Problem requirements |
Wherever the word "post" turns up in a line of the entries, copy that line.

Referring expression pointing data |
....
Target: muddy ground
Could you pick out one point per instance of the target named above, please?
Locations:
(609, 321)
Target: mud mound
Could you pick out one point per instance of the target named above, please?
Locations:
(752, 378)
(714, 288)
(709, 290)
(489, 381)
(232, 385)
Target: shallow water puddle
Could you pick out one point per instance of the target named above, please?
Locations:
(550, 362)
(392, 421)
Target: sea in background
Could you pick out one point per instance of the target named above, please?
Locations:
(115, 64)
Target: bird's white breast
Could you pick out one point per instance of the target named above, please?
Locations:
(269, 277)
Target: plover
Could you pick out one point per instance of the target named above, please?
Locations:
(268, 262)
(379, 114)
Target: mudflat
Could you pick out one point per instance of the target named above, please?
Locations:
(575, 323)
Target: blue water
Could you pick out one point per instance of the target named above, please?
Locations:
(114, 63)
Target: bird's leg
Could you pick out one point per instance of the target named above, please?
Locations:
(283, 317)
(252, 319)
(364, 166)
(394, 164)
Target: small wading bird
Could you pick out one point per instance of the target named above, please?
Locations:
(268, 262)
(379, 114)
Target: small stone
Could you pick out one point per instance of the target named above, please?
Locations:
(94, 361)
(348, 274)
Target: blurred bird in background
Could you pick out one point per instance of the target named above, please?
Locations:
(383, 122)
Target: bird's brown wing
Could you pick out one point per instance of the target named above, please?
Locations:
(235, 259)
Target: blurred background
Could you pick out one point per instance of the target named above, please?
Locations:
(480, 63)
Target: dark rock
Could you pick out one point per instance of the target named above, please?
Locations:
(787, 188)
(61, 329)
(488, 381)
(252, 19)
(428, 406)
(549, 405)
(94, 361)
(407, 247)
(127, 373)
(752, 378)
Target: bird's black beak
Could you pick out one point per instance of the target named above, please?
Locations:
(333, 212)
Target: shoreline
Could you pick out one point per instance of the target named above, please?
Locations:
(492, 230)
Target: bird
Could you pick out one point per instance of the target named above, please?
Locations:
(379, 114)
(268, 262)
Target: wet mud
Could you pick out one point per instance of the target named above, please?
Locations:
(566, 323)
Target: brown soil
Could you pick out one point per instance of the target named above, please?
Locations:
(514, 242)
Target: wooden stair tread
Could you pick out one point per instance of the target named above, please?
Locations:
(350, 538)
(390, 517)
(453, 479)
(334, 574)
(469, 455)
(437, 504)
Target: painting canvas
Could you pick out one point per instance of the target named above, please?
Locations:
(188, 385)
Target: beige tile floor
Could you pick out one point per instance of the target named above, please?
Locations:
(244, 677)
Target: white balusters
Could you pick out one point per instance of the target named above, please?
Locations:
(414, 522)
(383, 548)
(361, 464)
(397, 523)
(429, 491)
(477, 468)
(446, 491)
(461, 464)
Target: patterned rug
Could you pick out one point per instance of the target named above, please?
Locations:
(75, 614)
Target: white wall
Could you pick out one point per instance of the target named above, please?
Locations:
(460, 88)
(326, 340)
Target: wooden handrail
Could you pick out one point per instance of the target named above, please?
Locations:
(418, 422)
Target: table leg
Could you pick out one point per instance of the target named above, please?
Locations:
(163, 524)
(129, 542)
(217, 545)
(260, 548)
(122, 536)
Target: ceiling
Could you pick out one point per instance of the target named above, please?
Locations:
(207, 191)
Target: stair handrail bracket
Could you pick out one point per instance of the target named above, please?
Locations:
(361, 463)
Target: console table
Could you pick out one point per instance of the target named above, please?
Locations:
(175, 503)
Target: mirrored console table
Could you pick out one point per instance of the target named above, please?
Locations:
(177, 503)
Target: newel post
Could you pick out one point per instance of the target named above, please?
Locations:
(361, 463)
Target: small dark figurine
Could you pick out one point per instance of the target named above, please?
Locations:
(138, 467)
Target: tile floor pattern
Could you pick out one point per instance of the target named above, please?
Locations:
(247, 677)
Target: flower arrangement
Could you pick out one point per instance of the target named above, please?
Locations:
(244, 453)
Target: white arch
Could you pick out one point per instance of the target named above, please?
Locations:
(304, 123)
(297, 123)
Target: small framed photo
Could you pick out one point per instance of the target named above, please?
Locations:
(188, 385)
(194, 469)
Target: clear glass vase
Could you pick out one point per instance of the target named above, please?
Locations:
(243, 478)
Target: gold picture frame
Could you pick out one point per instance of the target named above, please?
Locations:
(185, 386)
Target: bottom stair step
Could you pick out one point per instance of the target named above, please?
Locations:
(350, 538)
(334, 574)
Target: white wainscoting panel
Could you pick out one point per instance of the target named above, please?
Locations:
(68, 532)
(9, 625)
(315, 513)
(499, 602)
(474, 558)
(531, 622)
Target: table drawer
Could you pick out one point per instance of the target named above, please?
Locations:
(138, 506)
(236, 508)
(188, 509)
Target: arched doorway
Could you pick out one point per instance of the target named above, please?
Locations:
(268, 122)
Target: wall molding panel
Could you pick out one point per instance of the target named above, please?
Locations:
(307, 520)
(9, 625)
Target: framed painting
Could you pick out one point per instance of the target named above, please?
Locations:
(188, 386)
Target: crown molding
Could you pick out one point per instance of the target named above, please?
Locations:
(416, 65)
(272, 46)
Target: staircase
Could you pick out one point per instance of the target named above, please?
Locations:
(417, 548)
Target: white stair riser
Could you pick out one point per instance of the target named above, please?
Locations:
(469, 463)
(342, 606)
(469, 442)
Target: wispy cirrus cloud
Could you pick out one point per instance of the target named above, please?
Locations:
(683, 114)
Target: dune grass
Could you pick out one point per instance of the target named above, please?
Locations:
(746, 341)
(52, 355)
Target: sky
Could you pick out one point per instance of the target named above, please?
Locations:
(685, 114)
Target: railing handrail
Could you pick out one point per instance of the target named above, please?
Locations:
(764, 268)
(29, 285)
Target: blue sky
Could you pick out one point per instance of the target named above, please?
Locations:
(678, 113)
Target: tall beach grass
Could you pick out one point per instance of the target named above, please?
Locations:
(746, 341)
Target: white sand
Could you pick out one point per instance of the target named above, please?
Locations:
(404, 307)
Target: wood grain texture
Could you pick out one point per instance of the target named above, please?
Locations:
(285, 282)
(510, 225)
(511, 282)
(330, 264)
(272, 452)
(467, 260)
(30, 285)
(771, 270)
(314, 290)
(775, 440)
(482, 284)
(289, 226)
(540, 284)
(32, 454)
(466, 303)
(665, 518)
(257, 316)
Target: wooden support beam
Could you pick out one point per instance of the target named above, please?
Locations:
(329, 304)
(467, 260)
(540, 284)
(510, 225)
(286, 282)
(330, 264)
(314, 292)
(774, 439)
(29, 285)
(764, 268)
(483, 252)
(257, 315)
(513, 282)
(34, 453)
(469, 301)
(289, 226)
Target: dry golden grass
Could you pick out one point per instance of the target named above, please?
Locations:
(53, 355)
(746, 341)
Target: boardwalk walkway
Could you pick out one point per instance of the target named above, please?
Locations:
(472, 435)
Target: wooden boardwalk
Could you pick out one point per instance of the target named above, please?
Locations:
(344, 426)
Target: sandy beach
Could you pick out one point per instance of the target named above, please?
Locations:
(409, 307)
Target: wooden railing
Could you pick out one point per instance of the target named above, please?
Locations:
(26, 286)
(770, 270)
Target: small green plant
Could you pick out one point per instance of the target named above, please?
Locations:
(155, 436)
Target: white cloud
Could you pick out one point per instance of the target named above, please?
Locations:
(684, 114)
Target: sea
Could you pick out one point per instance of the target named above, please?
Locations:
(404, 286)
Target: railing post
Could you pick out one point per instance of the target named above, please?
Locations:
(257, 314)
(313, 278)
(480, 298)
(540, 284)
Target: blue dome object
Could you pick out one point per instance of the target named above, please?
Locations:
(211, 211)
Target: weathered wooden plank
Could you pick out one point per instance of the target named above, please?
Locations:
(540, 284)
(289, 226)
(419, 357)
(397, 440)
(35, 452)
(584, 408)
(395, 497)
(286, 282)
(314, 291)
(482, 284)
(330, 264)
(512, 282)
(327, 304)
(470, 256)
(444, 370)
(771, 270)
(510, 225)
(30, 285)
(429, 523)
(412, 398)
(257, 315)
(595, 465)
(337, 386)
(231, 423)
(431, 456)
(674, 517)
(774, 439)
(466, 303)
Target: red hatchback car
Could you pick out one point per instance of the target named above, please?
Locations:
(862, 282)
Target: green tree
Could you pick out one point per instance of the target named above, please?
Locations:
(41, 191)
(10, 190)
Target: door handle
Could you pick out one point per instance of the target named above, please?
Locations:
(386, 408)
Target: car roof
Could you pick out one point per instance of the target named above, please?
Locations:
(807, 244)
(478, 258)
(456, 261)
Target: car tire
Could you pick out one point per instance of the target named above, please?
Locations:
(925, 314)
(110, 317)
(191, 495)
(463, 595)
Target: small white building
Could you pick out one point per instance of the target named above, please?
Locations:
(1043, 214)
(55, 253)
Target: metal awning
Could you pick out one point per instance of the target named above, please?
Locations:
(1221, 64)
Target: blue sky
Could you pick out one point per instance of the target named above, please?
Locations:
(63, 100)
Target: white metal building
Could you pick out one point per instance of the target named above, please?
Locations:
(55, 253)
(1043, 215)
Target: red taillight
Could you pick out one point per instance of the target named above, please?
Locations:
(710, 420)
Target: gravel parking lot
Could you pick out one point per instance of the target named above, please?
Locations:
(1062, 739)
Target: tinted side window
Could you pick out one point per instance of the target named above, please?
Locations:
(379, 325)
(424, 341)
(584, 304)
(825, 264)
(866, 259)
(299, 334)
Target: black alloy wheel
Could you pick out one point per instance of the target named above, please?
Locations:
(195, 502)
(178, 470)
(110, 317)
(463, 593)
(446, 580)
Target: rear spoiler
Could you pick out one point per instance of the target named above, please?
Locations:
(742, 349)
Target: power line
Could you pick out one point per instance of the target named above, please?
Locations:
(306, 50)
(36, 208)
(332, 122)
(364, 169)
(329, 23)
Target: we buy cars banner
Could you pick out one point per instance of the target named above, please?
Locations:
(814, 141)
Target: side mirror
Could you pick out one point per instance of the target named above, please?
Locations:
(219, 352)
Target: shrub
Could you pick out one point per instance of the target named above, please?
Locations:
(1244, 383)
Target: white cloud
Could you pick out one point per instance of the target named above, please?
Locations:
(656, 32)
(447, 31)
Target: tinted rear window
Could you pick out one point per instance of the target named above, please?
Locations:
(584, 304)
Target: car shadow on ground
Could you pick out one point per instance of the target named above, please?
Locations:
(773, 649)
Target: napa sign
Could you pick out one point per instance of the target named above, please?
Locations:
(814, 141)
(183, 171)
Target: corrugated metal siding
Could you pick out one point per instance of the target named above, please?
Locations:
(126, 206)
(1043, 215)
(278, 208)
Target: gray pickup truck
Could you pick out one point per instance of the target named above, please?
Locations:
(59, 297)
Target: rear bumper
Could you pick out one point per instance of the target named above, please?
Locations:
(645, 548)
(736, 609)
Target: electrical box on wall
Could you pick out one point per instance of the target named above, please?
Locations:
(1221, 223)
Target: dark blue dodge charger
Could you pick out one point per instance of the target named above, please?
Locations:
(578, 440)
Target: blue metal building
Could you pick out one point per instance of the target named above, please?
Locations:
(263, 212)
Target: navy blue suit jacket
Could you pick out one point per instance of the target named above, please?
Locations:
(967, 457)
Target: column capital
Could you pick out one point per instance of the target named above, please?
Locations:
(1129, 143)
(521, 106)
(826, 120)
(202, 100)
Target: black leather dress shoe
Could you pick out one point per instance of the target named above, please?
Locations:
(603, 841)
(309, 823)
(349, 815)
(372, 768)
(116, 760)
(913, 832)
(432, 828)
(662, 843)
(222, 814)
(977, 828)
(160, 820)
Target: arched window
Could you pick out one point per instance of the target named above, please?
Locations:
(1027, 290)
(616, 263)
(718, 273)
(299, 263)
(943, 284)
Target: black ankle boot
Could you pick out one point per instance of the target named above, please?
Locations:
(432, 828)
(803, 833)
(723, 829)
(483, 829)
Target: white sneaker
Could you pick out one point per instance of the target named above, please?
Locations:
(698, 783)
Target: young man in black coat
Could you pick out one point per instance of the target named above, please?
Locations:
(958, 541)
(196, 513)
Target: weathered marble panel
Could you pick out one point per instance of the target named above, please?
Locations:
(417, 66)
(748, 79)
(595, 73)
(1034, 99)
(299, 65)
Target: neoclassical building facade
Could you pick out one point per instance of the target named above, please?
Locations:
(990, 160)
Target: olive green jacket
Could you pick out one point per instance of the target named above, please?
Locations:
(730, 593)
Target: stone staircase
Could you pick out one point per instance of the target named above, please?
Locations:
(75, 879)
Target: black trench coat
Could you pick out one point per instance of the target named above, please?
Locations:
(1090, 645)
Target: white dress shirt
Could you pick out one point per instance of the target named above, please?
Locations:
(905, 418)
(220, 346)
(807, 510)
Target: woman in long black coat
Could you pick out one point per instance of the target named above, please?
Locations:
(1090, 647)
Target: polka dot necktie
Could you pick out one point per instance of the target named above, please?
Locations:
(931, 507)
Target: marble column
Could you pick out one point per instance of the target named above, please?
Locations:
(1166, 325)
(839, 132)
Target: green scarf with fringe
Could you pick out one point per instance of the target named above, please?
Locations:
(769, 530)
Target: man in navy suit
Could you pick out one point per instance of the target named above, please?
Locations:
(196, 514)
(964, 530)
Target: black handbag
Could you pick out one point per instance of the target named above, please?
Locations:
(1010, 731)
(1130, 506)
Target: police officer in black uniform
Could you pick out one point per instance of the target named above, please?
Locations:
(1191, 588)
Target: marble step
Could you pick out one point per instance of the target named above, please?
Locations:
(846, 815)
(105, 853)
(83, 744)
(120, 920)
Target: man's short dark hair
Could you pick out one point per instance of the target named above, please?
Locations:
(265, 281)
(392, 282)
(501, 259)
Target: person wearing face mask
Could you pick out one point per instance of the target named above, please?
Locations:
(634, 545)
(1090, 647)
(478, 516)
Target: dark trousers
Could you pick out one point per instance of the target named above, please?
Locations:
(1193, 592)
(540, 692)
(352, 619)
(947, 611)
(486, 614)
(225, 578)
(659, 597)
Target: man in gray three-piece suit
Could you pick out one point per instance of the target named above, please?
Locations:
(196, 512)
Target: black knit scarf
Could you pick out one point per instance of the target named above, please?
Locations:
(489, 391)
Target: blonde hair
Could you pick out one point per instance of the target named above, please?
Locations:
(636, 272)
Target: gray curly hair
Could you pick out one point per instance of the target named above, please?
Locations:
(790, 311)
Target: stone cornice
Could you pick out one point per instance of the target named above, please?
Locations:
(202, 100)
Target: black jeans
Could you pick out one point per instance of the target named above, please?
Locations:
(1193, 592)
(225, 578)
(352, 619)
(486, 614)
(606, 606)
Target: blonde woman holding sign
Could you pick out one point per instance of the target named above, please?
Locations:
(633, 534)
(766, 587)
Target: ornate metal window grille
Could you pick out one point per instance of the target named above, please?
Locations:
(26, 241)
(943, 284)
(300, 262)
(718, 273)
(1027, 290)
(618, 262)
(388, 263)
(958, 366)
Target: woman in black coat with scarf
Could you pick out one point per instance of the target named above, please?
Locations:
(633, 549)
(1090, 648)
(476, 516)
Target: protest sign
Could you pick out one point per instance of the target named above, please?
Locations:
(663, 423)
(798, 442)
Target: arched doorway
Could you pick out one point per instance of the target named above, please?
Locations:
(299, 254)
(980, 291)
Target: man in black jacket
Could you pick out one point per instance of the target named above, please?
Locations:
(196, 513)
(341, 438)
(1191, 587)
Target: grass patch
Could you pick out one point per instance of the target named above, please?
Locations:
....
Solution for this problem |
Target: newel post
Target: railing post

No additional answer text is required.